• _GIVEN REQUEST_: Swap "Exercise" for "Task" throughout the items below, and leave everything else in them unchanged.

▬▬▬

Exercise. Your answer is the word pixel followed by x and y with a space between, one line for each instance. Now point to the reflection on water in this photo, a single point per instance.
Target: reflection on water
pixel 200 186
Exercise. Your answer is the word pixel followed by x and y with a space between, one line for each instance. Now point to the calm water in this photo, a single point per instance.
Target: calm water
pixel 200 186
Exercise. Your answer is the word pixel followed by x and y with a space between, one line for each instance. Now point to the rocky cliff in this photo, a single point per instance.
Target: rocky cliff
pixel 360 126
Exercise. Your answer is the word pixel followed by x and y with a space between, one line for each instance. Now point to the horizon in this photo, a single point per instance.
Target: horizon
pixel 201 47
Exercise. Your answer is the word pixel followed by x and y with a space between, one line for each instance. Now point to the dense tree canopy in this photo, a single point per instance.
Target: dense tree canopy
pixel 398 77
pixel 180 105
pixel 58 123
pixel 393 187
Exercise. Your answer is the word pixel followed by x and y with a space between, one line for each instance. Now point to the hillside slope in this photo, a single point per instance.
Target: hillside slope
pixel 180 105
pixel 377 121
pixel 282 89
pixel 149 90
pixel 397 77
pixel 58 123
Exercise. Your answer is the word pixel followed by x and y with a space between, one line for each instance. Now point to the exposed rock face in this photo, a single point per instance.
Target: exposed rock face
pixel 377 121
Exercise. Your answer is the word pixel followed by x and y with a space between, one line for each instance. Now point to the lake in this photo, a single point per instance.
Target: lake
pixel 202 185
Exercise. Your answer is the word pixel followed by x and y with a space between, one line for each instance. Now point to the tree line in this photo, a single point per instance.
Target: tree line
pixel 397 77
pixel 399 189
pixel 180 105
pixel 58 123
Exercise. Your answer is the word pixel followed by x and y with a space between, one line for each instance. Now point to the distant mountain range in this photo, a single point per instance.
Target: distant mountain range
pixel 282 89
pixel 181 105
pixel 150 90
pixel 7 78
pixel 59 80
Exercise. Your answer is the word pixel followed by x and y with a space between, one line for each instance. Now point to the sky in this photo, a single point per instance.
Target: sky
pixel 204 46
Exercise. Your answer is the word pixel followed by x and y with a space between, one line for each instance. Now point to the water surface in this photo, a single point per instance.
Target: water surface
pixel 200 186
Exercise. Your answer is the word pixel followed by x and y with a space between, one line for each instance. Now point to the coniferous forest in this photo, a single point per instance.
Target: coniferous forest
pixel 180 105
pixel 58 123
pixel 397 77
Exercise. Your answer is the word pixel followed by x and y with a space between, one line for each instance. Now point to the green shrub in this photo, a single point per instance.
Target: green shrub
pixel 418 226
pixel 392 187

▬▬▬

• _EXERCISE RESULT_:
Task. Your answer is the word pixel followed by x and y with a space between, one line for each instance. Now point to the reflection on water in this photo, a single point per instance.
Target: reflection on water
pixel 200 186
Task. Your answer is the word pixel followed by x and y with a space between, one line for each instance. Now point to the calm water in this photo, a single point per instance.
Target: calm water
pixel 200 186
Task. Your answer is the word pixel followed by x and y with a space between, one line for each instance. Now point to the rocky cliff in this photo, a single point per instance.
Target: rocky cliff
pixel 360 126
Task. Your answer is the word pixel followed by x and y with a space between, one line for each instance. Now point to the horizon in this photo, a single point per instance.
Target: horizon
pixel 201 47
Task. Your answer is the word pixel followed by x and y with a space between, one line for each instance. Now point to the dense tree canopy in this photo, a single point per instance.
Target: dense tree canopy
pixel 398 77
pixel 180 105
pixel 58 123
pixel 393 187
Task. Your answer is the word pixel followed by x and y with a space between, one line for each instance. Now point to the hillside slope in this photo, a single point per instance.
Target: hillside slope
pixel 180 105
pixel 377 121
pixel 282 89
pixel 149 90
pixel 397 77
pixel 58 123
Task. Your answer is the word pixel followed by x and y with a space between, one line for each instance. Now point to the exposed rock face in this photo, a single point per instance.
Target: exposed rock face
pixel 377 121
Task. Your answer is the word pixel followed by x and y with a space between, one line for each instance. Now point to the lake in this photo, a single point per instance.
Target: lake
pixel 202 185
Task. Your answer is the word pixel followed by x and y with a space between, one line for each instance. Now point to the tree line in this photo, a single point per instance.
Target: tree line
pixel 397 77
pixel 399 189
pixel 180 105
pixel 58 123
Task. Your answer is the word pixel followed by x and y with a space between, one line for each instance. Now point to the distant mountain range in this photo, a single point per instance.
Target: distant mountain range
pixel 282 89
pixel 181 105
pixel 150 90
pixel 7 78
pixel 59 80
Task. Your answer is the word pixel followed by x and y with a space between, one line for each instance. Now point to the sky in this photo, a single point per instance.
Target: sky
pixel 204 46
Task. Your answer is the word pixel followed by x and y with a space between, one line for each instance. Now point to the water surface in this photo, a single point per instance.
Target: water surface
pixel 200 186
Task. Your answer is the word pixel followed by x and y with a space between, one line for each instance. Now point to the coniferous forest in this photo, a single point per instance.
Target: coniferous forest
pixel 180 105
pixel 58 123
pixel 397 77
Task. Your answer is the word pixel followed by x and y with a space between, one line for each instance. Now point to the green shrub in this photo, a single point per instance.
Target: green shrub
pixel 418 226
pixel 392 187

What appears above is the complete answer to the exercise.